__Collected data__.
---
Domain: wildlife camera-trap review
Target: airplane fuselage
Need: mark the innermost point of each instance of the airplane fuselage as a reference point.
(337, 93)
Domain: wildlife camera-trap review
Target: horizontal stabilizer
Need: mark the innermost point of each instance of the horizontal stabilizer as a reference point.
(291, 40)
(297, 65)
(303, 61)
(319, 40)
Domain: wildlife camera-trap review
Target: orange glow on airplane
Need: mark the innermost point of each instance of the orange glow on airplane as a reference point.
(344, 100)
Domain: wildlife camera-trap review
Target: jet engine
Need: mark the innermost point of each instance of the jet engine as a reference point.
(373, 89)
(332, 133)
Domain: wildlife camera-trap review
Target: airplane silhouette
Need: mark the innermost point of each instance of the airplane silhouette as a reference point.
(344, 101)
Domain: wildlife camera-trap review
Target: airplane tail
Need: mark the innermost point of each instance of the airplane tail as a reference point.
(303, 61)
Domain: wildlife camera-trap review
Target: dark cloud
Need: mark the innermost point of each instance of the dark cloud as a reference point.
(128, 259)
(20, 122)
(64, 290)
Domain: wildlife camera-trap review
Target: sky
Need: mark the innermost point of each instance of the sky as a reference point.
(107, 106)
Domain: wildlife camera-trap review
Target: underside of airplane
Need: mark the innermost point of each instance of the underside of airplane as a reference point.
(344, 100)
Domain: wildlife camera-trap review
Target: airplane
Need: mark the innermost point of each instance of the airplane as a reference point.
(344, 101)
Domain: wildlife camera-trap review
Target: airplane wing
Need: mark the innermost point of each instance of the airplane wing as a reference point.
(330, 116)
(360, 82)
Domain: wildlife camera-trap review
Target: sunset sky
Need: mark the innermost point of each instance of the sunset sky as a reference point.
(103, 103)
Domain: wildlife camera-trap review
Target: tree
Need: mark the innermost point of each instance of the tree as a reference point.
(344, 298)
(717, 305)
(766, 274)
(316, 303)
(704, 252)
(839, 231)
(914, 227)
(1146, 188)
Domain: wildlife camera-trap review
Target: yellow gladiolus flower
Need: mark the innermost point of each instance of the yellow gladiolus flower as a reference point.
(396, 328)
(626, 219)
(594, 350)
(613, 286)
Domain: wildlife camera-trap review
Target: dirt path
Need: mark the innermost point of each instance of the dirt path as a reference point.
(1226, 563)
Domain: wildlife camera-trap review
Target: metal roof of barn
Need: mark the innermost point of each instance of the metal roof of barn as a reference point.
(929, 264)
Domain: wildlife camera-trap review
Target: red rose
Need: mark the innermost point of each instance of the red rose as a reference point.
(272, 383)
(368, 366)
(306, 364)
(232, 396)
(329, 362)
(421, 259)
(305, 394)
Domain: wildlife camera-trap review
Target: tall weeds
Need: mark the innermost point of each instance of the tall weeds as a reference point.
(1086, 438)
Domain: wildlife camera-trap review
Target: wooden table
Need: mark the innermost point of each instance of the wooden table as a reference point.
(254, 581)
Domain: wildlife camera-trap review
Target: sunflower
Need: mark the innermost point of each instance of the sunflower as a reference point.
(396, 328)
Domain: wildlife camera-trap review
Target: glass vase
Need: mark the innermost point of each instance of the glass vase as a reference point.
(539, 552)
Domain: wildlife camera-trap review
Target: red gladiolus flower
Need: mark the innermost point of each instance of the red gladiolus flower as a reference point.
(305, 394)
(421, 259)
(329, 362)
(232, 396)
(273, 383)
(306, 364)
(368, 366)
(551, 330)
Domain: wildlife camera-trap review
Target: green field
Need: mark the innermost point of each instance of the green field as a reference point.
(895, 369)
---
__REQUIRED TASK__. Give back each line above precisely as it stands.

__WRITTEN SOLUTION__.
Domain: wildlife camera-trap review
Target: airplane fuselage
Need: mark the innermost point of each instance of the airplane fuselage as a reference point.
(337, 93)
Domain: wildlife camera-trap review
Target: horizontal stabilizer
Need: mark the innermost point of each instance of the horizontal stabilizer as a reference point.
(291, 40)
(297, 65)
(303, 61)
(319, 40)
Domain: wildlife camera-trap review
Target: orange glow on airplane
Need: mark the innermost point of each instance of the orange glow on airplane as a reference point.
(344, 100)
Domain: wildlife camera-trap review
Target: jet engine
Need: mark the innermost point of each instance of the jet engine as a reference point.
(373, 89)
(332, 133)
Domain: wildlife camera-trap review
Target: airplane silhouette
Need: mark the innermost point of each instance of the airplane silhouette as a reference point.
(344, 101)
Domain: wildlife camera-trap review
Target: airplane tail
Need: mark the innermost point of each instance of the airplane tail as a reference point.
(303, 61)
Domain: wildlife camera-trap review
Target: dark cloud
Need: mark the innermost point of each instance of the dark cloud as a reference point.
(128, 259)
(20, 122)
(64, 290)
Domain: wildlife camera-trap review
Target: sky
Need: mark the innermost point of each instance of the sky as a reference point.
(107, 106)
Domain: wildlife camera-trap review
Target: underside of airplane
Need: mark the innermost point of each instance of the underside of airplane as a reference point.
(344, 100)
Domain: wildlife camera-trap review
Target: airplane
Need: mark the innermost point of each instance of the airplane as a reference point.
(344, 101)
Domain: wildlife camera-trap review
Target: airplane wing
Need: mark the innermost point of each instance of the airplane wing as a reference point.
(330, 116)
(360, 82)
Domain: wildlife camera-trap review
Target: sunset sky
Need: mark the innermost point of each instance of the sunset sky as a reference point.
(103, 103)
Domain: wildlife camera-trap review
Target: tree
Need: mark the innermost point of each instance of the tree as a reference point.
(344, 298)
(717, 305)
(766, 274)
(316, 303)
(704, 252)
(839, 231)
(914, 227)
(1146, 188)
Domain: wildlife camera-trap review
Target: yellow gladiolus flower
Need: mark the innermost point of each instance of the yellow gladiolus flower as a reference point.
(396, 328)
(626, 219)
(594, 350)
(613, 286)
Domain: wildlife camera-trap review
Target: dirt path
Need: mark the innermost point of each instance of the dirt path as a reference point.
(1226, 563)
Domain: wildlife camera-trap review
Target: metal roof of barn
Need: mark the innermost point of each instance of the metal roof of barn as a reference point.
(929, 264)
Domain: wildlife camera-trap review
Target: red rose
Need: mark the innermost point of each instance of the red rose as a reference point.
(272, 383)
(368, 366)
(306, 364)
(232, 396)
(329, 362)
(421, 259)
(305, 394)
Domain: wildlife camera-trap review
Target: tall weeds
Need: mark the innermost point of each instance of the tall weeds as a reference point.
(1086, 438)
Domain: wildlife camera-trap review
Target: wooden table
Need: mark the innermost point of each instance of the wooden table as a reference point.
(254, 581)
Domain: wildlife camera-trap review
Target: sunflower
Need: mark the innermost point of each instance of the sunflower as a reference point.
(396, 328)
Domain: wildlife camera-trap review
Target: glass vase
Need: mark the innermost point of each instance of the glass vase as a reference point.
(539, 552)
Domain: wildlife camera-trap review
Target: red gladiolus flower
Need: mark the innermost point of each instance of the red gladiolus flower as a reference point.
(305, 394)
(421, 259)
(329, 362)
(232, 396)
(273, 383)
(306, 364)
(368, 366)
(551, 330)
Domain: wildlife camera-trap review
Target: green field
Need: mark the innermost point of each instance of the green field as a reference point.
(895, 369)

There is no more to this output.